_PROBLEM TO WORK ON:_
Turn the listing below into a JSON list of strings with one string per line. Begin at the line that contains "For the mapping pass, tag each instance of the blue", stop at the last line of the listing, and skip any blank lines.

_RECORD LIST:_
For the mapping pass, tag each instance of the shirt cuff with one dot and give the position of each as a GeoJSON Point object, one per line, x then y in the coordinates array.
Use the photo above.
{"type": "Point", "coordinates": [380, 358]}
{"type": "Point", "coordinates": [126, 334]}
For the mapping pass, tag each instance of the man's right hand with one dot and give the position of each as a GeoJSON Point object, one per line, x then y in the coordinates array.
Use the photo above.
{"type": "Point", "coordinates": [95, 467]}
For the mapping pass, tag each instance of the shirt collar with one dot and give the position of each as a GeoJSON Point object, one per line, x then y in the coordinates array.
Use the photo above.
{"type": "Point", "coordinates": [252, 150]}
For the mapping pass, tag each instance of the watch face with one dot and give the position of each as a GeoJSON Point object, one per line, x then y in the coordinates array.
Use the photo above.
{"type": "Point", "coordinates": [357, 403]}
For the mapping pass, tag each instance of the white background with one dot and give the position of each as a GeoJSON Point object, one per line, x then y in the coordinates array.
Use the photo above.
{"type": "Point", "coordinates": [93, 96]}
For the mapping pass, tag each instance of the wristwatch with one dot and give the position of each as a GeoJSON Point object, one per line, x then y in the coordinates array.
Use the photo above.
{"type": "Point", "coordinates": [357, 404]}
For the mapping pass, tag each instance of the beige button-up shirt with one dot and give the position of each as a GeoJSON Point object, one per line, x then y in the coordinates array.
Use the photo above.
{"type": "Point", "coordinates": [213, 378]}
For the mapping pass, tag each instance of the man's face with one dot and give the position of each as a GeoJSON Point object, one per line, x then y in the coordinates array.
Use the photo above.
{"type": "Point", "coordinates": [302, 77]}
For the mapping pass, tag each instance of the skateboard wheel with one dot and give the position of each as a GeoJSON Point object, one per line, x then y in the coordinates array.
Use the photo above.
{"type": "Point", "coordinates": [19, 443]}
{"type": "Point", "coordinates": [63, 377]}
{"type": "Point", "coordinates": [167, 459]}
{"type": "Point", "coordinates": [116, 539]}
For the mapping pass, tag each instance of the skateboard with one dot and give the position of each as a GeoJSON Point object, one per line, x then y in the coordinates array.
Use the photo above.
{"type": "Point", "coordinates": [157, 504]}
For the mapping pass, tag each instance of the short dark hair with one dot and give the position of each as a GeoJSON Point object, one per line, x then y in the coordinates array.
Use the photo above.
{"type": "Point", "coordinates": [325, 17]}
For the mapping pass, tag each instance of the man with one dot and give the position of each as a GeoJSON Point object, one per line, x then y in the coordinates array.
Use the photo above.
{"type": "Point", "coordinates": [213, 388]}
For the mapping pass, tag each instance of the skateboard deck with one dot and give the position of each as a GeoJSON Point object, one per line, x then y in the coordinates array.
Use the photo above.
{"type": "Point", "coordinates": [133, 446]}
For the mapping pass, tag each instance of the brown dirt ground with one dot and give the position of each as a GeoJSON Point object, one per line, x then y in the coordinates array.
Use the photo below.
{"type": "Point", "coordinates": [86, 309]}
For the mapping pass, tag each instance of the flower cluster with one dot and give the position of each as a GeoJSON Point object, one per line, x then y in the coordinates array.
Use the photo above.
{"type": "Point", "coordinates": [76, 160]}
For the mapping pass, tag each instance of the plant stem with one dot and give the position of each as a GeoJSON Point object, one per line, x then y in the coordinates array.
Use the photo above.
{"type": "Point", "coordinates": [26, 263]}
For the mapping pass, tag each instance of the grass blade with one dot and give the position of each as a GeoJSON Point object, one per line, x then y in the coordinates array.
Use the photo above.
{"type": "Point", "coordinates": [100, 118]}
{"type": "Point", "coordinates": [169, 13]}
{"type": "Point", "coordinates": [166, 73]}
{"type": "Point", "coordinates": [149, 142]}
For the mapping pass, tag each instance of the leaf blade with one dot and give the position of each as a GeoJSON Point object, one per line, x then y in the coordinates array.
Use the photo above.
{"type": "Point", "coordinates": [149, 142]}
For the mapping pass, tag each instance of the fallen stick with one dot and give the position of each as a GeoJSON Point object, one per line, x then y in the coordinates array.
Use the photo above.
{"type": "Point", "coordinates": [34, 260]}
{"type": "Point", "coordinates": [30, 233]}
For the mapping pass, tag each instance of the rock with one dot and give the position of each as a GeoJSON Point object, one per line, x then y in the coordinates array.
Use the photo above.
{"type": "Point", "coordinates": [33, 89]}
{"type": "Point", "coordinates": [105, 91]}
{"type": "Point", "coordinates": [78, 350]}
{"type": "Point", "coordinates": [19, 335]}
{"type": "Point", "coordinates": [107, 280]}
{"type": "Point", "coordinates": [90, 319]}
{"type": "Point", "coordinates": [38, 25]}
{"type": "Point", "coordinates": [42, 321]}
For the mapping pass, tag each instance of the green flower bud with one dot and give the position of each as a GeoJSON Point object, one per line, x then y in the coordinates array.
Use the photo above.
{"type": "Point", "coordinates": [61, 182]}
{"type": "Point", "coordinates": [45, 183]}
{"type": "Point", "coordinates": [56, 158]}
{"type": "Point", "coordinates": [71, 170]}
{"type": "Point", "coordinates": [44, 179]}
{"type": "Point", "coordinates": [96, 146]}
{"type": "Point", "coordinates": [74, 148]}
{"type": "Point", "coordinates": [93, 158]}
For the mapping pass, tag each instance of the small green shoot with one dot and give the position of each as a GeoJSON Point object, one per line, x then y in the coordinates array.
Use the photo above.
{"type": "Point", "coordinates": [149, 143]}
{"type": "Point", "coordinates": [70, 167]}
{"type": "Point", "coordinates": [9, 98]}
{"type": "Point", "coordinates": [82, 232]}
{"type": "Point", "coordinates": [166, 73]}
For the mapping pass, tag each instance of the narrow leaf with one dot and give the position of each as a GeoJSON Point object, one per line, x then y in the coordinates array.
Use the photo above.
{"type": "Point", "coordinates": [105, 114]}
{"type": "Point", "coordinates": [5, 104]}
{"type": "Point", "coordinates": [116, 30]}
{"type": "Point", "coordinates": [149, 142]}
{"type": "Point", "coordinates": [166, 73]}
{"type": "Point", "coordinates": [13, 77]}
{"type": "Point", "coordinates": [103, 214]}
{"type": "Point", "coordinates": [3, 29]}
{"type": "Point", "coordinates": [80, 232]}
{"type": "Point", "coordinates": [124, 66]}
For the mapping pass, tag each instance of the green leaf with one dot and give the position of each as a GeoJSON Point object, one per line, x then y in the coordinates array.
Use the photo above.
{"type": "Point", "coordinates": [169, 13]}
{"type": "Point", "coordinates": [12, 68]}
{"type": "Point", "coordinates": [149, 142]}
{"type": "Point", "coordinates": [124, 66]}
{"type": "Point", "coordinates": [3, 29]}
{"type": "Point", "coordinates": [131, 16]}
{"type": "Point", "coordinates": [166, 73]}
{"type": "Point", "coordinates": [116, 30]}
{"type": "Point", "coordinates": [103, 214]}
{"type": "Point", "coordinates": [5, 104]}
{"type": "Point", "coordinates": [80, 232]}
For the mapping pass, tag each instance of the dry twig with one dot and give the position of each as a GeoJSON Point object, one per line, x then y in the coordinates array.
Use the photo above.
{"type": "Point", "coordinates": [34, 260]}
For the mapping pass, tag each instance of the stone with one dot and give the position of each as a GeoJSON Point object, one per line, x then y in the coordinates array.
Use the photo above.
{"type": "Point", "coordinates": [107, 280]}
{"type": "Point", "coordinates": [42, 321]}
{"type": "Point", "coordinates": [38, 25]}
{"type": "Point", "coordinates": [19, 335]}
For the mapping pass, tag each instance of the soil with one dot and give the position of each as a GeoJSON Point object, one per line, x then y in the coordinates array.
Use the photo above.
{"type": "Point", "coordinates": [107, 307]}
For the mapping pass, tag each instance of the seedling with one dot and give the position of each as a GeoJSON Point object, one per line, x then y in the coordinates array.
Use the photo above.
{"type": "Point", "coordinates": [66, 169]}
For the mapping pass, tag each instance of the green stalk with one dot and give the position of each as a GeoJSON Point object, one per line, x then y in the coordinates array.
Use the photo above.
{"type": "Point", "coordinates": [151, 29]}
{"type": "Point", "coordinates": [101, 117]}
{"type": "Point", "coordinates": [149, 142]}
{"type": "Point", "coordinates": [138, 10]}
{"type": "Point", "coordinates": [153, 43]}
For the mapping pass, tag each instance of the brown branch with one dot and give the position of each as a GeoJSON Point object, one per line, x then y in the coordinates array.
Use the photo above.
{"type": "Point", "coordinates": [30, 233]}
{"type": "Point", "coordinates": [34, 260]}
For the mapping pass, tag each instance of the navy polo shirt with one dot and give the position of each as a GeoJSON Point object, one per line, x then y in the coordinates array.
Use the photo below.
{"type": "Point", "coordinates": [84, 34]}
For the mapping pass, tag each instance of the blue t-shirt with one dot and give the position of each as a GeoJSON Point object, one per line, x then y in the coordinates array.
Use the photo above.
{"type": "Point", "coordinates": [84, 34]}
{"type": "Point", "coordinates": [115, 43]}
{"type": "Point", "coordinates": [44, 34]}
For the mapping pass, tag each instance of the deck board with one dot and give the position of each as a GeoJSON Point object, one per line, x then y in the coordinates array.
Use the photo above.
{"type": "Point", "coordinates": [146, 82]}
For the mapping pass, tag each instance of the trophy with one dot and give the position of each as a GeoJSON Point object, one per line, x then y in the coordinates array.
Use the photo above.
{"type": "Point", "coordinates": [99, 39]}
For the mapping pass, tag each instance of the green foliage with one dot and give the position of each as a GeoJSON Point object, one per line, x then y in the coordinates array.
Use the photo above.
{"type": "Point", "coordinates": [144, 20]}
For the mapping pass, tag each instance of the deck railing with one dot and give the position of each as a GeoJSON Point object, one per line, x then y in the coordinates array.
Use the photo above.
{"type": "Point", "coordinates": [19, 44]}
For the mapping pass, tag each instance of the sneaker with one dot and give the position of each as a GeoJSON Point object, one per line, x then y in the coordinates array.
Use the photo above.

_FINISHED EXERCISE:_
[
  "For the mapping pass, tag each instance of the blue t-shirt with one dot and give the position of each as a GeoJSON Point object, one per line, x then y in the coordinates array.",
  "Use the photo above.",
  "{\"type\": \"Point\", \"coordinates\": [84, 34]}",
  "{\"type\": \"Point\", \"coordinates\": [115, 43]}",
  "{\"type\": \"Point\", \"coordinates\": [44, 34]}",
  "For the mapping pass, tag each instance of the deck board with one dot and give the position of each as a GeoJSON Point object, one per line, x then y in the coordinates array.",
  "Use the photo above.",
  "{\"type\": \"Point\", \"coordinates\": [146, 82]}",
  "For the mapping pass, tag each instance of the trophy with one dot and give the position of each as a GeoJSON Point object, one per line, x then y in the coordinates array.",
  "Use the photo above.",
  "{\"type\": \"Point\", \"coordinates\": [99, 39]}",
  "For the mapping pass, tag each instance of the green foliage with one dot and give the position of each as a GeoJSON Point object, one per line, x then y in the coordinates array.",
  "Use the photo above.",
  "{\"type\": \"Point\", \"coordinates\": [144, 20]}",
  "For the mapping pass, tag each instance of the deck railing with one dot and give the position of each as a GeoJSON Point object, one per line, x then y in the coordinates array.",
  "Use the photo above.",
  "{\"type\": \"Point\", \"coordinates\": [19, 44]}",
  "For the mapping pass, tag each instance of the sneaker with one dot and give the position of each as a GeoJSON Point object, one per line, x then y in the coordinates array.",
  "Use the photo above."
]